▶ **What needs to be done**:
Take from the data every line in which the word "rock" is found.

▶ **Records provided**:
= = =
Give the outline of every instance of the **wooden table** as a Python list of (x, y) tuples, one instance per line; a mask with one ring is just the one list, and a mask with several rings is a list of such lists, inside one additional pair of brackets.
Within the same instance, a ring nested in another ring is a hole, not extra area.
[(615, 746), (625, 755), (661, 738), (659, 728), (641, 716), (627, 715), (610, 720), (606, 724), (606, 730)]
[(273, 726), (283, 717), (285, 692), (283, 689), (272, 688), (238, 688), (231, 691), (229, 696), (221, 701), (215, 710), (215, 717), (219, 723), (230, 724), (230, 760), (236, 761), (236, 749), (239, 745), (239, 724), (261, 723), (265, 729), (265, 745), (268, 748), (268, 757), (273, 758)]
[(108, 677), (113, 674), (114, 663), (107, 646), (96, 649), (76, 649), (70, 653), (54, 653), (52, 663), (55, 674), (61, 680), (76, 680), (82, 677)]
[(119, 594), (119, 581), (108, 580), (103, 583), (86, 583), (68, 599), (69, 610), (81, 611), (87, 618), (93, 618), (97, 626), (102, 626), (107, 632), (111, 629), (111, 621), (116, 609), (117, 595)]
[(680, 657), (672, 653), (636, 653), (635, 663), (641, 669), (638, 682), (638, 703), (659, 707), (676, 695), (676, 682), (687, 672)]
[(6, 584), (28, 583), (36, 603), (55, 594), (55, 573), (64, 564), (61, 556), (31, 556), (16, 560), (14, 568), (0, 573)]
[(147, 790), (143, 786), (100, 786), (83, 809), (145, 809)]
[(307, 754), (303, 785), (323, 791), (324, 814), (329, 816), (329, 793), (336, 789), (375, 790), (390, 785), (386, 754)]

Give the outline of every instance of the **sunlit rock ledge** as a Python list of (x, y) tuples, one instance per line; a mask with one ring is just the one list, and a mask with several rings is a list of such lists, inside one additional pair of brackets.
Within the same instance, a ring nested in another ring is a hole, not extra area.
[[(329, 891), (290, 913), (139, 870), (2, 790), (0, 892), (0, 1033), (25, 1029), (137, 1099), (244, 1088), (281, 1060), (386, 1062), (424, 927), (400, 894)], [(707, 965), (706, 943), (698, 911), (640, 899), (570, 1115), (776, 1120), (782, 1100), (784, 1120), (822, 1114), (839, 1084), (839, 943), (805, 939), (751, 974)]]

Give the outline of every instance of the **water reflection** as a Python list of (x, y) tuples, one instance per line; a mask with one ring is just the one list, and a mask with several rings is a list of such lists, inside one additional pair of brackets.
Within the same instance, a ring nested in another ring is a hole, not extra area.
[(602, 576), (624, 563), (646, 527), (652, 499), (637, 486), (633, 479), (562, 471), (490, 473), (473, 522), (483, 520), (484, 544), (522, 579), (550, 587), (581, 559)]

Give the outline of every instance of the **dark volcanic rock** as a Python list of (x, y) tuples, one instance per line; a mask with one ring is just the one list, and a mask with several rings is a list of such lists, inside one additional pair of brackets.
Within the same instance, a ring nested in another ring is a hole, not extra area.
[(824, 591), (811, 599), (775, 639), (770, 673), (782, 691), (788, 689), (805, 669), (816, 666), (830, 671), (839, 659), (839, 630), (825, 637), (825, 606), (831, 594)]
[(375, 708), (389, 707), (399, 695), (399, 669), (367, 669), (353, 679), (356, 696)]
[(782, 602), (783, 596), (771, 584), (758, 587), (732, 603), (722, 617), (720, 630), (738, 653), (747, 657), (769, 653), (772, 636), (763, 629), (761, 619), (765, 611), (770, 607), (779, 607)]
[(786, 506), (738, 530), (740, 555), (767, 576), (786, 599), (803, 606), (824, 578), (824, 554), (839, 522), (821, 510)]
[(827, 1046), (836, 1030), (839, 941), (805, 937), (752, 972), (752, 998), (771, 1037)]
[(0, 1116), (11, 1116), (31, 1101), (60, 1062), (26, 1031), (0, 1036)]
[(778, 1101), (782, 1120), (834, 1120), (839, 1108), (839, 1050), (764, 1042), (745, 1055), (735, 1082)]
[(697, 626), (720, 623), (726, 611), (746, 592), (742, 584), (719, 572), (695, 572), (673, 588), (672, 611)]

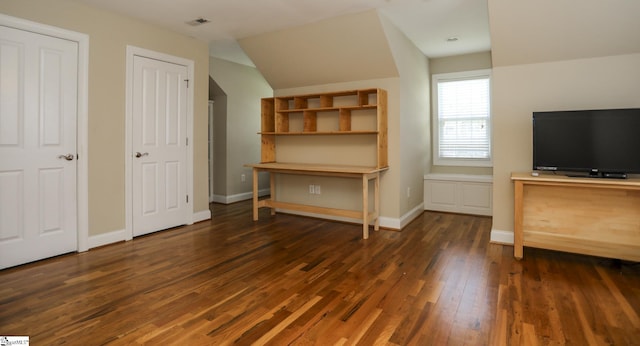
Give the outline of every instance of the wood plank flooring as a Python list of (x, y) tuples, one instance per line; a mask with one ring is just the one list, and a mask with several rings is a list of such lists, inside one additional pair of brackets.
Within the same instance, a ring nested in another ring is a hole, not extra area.
[(32, 345), (638, 345), (640, 268), (489, 244), (491, 219), (402, 232), (212, 205), (213, 218), (0, 271)]

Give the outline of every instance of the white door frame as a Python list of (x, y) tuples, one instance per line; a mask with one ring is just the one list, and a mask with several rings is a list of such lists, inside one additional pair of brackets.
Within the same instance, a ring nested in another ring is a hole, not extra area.
[(78, 154), (76, 199), (78, 252), (89, 250), (89, 36), (55, 26), (7, 16), (0, 13), (0, 25), (33, 33), (57, 37), (78, 43), (78, 96), (76, 150)]
[(124, 149), (124, 170), (125, 170), (125, 240), (133, 239), (133, 58), (134, 56), (142, 56), (145, 58), (166, 61), (169, 63), (184, 65), (187, 67), (189, 79), (189, 87), (187, 88), (187, 138), (189, 145), (187, 146), (187, 194), (189, 202), (187, 204), (187, 216), (185, 223), (193, 224), (193, 89), (194, 89), (194, 62), (193, 60), (184, 59), (152, 50), (139, 48), (135, 46), (127, 46), (127, 72), (126, 72), (126, 131), (125, 131), (125, 149)]
[(213, 191), (213, 179), (215, 178), (215, 176), (213, 175), (214, 171), (214, 165), (215, 165), (215, 160), (214, 160), (214, 133), (213, 133), (213, 116), (214, 116), (214, 108), (213, 108), (213, 104), (215, 103), (215, 101), (213, 100), (209, 100), (209, 203), (213, 202), (213, 195), (215, 193), (215, 191)]

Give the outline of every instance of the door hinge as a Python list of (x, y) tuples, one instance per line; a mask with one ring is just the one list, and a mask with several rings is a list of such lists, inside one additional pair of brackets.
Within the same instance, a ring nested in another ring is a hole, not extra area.
[(185, 79), (184, 81), (187, 82), (187, 89), (188, 89), (189, 88), (189, 80)]
[(189, 203), (189, 195), (187, 195), (187, 204)]
[(185, 144), (186, 144), (187, 146), (189, 146), (189, 137), (186, 137), (186, 138), (185, 138)]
= = =
▶ **Solution to this exercise**:
Give the outline of every instance of the **sunlit rock ledge** as a Python list of (x, y) tuples, one instance per line; a mask with one ring is just the one list, and a mask with several rings is a list of such lists, inside one additional pair of brackets.
Give the outline of every instance of the **dark volcanic rock** as a Python list of (x, y) tuples, one instance per line; a mask with one ring is just the one list, and a mask with several rings is a list of such lists, inside one additional pair of brackets.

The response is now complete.